■ Work instruction
Produce a word-for-word copy of the data that follows, excluding images.

(Recorded data)
::::::::::

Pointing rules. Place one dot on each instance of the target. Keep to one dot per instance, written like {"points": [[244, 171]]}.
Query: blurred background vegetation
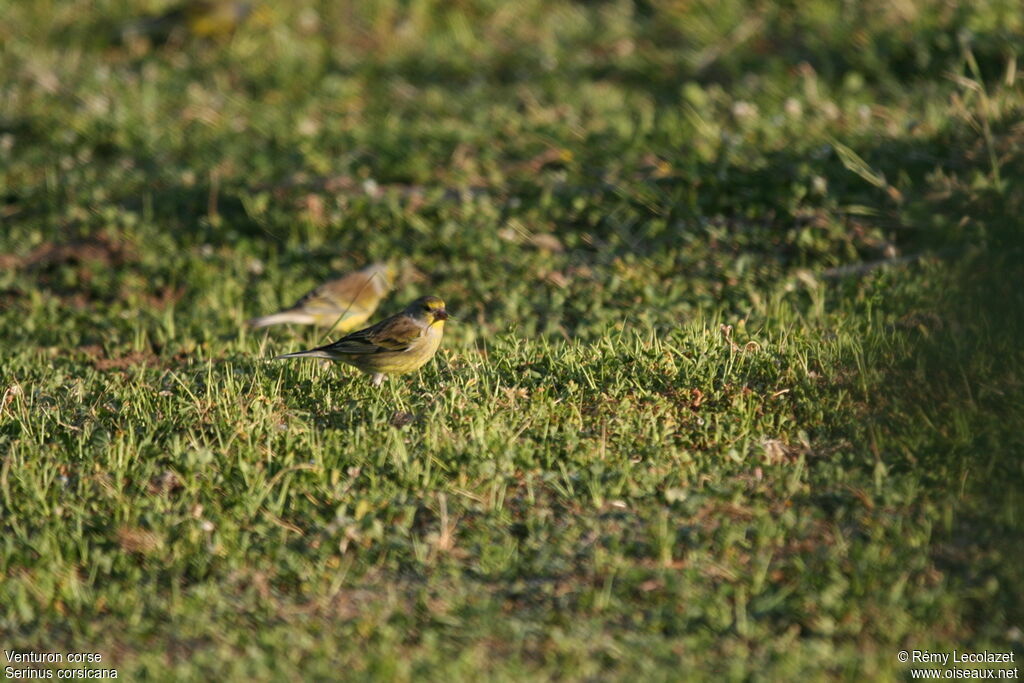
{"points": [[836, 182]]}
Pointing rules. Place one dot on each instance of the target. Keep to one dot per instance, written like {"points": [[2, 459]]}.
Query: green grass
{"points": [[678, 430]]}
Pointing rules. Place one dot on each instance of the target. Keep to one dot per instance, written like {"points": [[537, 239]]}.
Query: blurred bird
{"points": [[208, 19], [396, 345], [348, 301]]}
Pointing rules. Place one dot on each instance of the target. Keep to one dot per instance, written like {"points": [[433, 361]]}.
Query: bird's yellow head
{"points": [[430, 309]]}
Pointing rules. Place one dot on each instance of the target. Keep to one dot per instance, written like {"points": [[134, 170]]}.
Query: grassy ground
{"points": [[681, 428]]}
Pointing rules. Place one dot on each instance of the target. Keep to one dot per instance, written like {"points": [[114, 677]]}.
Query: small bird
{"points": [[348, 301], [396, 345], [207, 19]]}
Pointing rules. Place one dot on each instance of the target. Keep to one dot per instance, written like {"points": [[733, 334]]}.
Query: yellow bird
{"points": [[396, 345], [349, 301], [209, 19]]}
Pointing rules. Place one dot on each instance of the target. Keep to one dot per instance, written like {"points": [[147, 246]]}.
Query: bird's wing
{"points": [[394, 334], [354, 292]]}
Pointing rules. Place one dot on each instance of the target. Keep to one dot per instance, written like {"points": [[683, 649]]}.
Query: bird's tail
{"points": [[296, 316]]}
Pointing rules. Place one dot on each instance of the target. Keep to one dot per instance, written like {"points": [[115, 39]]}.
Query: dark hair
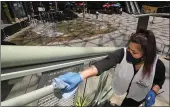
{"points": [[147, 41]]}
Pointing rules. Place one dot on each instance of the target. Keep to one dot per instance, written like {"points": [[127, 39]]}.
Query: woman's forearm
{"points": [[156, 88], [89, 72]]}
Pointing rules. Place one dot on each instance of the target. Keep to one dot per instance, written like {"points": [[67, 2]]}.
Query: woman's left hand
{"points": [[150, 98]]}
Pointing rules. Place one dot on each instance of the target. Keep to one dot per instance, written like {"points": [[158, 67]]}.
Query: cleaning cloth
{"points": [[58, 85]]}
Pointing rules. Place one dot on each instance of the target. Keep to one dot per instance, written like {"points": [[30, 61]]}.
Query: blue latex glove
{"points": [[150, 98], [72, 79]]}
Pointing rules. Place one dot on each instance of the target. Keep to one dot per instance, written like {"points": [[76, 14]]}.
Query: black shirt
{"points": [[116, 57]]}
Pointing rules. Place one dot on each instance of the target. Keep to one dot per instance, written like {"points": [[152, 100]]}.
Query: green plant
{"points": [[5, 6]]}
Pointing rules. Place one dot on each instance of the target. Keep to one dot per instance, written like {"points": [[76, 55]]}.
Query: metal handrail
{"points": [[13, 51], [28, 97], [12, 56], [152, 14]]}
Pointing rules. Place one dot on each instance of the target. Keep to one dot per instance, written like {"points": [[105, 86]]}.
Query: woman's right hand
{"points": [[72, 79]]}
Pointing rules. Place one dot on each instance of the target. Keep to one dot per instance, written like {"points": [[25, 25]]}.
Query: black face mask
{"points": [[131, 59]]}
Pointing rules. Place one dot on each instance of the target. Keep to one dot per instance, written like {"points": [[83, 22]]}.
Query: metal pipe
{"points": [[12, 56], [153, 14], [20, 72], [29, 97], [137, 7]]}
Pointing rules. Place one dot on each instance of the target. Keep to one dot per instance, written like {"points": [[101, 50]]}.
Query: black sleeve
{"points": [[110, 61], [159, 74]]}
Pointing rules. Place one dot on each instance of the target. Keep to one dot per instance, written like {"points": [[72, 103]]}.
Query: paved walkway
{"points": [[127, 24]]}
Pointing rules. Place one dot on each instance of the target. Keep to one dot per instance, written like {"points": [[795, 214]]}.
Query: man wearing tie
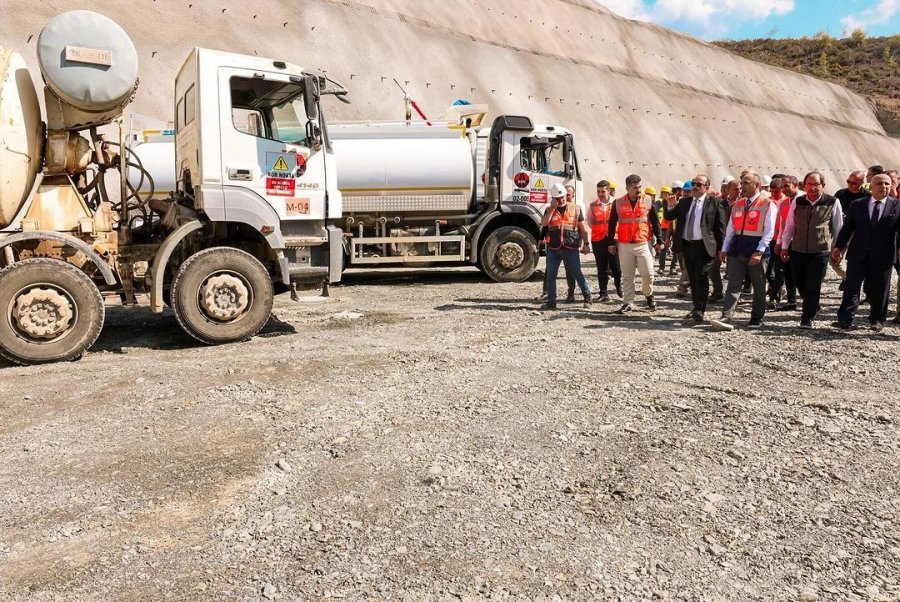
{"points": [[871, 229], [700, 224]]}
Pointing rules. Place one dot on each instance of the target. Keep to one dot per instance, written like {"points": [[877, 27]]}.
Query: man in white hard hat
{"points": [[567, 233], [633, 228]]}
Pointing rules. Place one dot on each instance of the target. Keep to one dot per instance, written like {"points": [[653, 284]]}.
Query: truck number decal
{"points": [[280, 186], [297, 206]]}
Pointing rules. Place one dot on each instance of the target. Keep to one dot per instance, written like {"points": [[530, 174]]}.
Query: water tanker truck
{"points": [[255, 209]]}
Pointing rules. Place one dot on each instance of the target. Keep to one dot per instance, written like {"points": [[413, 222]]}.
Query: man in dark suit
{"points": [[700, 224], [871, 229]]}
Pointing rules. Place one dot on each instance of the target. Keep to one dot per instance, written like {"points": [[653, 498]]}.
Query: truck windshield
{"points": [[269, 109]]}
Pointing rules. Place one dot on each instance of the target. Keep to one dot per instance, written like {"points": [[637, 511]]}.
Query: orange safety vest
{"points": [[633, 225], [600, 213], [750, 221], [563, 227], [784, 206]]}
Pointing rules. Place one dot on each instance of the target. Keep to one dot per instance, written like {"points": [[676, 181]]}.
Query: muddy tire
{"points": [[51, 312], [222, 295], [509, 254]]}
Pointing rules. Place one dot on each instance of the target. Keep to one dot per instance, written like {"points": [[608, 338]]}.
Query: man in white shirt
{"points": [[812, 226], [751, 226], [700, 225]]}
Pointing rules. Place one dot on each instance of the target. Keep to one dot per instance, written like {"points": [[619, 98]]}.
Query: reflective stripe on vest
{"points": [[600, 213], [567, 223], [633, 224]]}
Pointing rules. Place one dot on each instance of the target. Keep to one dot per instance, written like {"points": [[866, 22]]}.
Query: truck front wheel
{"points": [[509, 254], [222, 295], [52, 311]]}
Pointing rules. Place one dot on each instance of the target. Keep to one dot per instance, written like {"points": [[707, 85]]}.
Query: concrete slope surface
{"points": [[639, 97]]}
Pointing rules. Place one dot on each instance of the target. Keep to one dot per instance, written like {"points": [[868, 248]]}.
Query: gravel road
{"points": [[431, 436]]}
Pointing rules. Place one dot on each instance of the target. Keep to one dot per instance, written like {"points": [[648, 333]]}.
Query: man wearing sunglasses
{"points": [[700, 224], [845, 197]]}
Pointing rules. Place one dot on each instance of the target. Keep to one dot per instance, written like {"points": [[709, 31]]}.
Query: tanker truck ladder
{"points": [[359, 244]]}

::::::::::

■ Result below
Pointing rules. Place one dot on each instance of the target. Keep to one dot per instance, written like {"points": [[244, 171]]}.
Query: blurred background vegetation
{"points": [[836, 182]]}
Pointing rules. Place one dot on each instance of the target. Keep to one dot per instance, written like {"points": [[2, 459]]}.
Query: green grass
{"points": [[678, 430]]}
Pointing rules. Place one dot on each instance of the target. Keep to one dot per instance, written like {"points": [[537, 239]]}.
Query: blurred bird
{"points": [[208, 19], [396, 345], [348, 301]]}
Pointing rules. Place one dot on each instance of the target. Keep to one dot per instance, written like {"points": [[433, 361]]}.
Query: bird's yellow head
{"points": [[430, 309]]}
Pointing rules. Place one dot on each instance of the target. Keep to one dot per instance, written like {"points": [[134, 170]]}.
Query: grassy ground
{"points": [[681, 428]]}
Pointing rules. Place one dot on each instance of the target. Keep to one dot per instance, written like {"points": [[114, 677]]}.
Query: small bird
{"points": [[348, 301], [396, 345], [207, 19]]}
Pointing rules. Place one dot on each instance of the target. Keep to one dot per instance, written like {"points": [[733, 334]]}.
Query: yellow bird
{"points": [[396, 345], [349, 301], [209, 19]]}
Pointing rules. Place one dot on each instance of the target. Keep to one dot per instance, written like {"points": [[147, 246]]}.
Query: bird's wing
{"points": [[394, 334], [354, 292]]}
Pointing rules. Place one dot on each instance of the target. Keep to one dot per instance, written like {"points": [[683, 649]]}.
Query: bird's tail
{"points": [[296, 316]]}
Pointing rules. Place one dot on each instance of the target. Keep to one dot per instance, written like {"points": [[115, 39]]}.
Query: dark hair
{"points": [[147, 41]]}
Pointing rules. Place one dot on each instance of the target. Keep to one dot per instance, written like {"points": [[127, 39]]}.
Query: woman's forearm
{"points": [[156, 88], [89, 72]]}
Pointing rules. Place one dot on each instance of the target. Keep to one dot per instance, written like {"points": [[67, 2]]}.
Query: woman's left hand
{"points": [[150, 98]]}
Pointing rules. Place one dot on each instance of the target. Keep to one dot per instance, written like {"points": [[158, 67]]}.
Query: cleaning cloth
{"points": [[58, 85]]}
Pointing rules. Place one dot on each instance of the target. Keep to one dot per instance, written like {"points": [[30, 61]]}.
Query: blue latex glove
{"points": [[150, 98], [72, 79]]}
Pointing rules. Place one dot on each instance of the target. Keep to one dot per instance, written like {"points": [[76, 14]]}.
Query: black shirt
{"points": [[116, 57]]}
Pointing rules. Place one dot on each instance of the target. Keep to one dot per instance, written like {"points": [[152, 100]]}.
Query: green plant
{"points": [[5, 6]]}
Pointing rules. Place one dot on each instance of the target. Keep to one dot per instance, written like {"points": [[76, 55]]}.
Query: metal handrail
{"points": [[13, 51], [28, 97], [12, 56], [152, 14]]}
Pointing rules. Place one dot on each instance of the target. Keep to one dot per instance, written like {"points": [[105, 86]]}.
Query: woman's right hand
{"points": [[72, 79]]}
Pointing rules. Place one dot on each instance of the target. Keep to one dot per instance, written like {"points": [[25, 25]]}.
Query: black face mask
{"points": [[131, 59]]}
Pointing rules. Place one dot on each instance of the target. Keep to one dot per instance, written like {"points": [[83, 22]]}.
Query: metal pipe
{"points": [[12, 56], [153, 14], [20, 72], [29, 97], [137, 7]]}
Pointing rules. Place one dot on each instance of the target. Keep to one dot per instance, written like {"points": [[101, 50]]}.
Query: black sleeve
{"points": [[110, 61], [159, 74]]}
Pointing rules. Place one dot on each instance of the target. Keep to one dot per instance, written like {"points": [[72, 103]]}.
Query: paved walkway
{"points": [[127, 24]]}
Pointing rules. Place one dot on each instance of the target. Keep to one dot per instance, written like {"points": [[795, 214]]}.
Query: man wearing tie
{"points": [[871, 229], [700, 224]]}
Pointing rules. Place one dot on each instance of the target. Keep to one dot per instance, written like {"points": [[877, 27]]}.
Query: man in white hard hat
{"points": [[567, 233], [633, 228]]}
Pointing rules. Place one dot on each instance of the target. Keep to one dot per instance, written like {"points": [[653, 284]]}.
Query: truck number decal
{"points": [[280, 186], [297, 206]]}
Pointing rules. Place one dot on each instance of the target. Keep to one dot per instance, written like {"points": [[530, 174]]}.
Query: water tanker truck
{"points": [[255, 209]]}
Pointing rules. Place one dot on each instance of the target. Keep to one dot per instance, written like {"points": [[413, 222]]}.
Query: man in dark suit
{"points": [[700, 224], [871, 229]]}
Pointing rules. Place one dot on each instance of the target. Keep to one dot per instance, written like {"points": [[653, 498]]}.
Query: truck windshield
{"points": [[269, 109]]}
Pointing rules. Place one dot on each instance of the target. Keep to one dot per instance, written like {"points": [[637, 511]]}.
Query: orange safety vest
{"points": [[633, 225], [600, 213], [750, 221], [563, 227], [784, 206]]}
Pointing rules. Place one dot on each instance of the target. Keep to one dot per instance, written like {"points": [[676, 181]]}.
Query: muddy tire
{"points": [[51, 312], [222, 295], [509, 254]]}
Pointing rules. Place one dot on each instance of the target. Keep to one dot per instance, written like {"points": [[608, 338]]}.
Query: man in white shirt
{"points": [[812, 226], [751, 226], [700, 225]]}
Pointing rules. Place one dot on each instance of the target. Keep to one dot per instance, written like {"points": [[619, 98]]}.
Query: reflective stripe on vest
{"points": [[600, 213], [567, 223], [633, 224]]}
Pointing rules. Place one dot on each instance of the target. Keep to one dot per instance, written like {"points": [[866, 22]]}.
Query: truck front wheel
{"points": [[509, 254], [222, 295], [52, 311]]}
Pointing rules. Place one dot on each instance of the target. Keep to one dot per instance, written like {"points": [[707, 85]]}.
Query: concrete slope surface
{"points": [[639, 97]]}
Pointing rules. Place one dot on each instance of the target. Keep to one dot per instance, written like {"points": [[868, 248]]}.
Query: gravel road
{"points": [[431, 436]]}
Pointing rules. Place one dot on each instance of the target. Keep to one dot per instance, written like {"points": [[648, 333]]}.
Query: man wearing sunglasses
{"points": [[700, 224], [845, 197]]}
Pointing rules. Place one dot on each instance of the target. Keep to one dot per instance, written like {"points": [[709, 31]]}.
Query: tanker truck ladder
{"points": [[359, 244]]}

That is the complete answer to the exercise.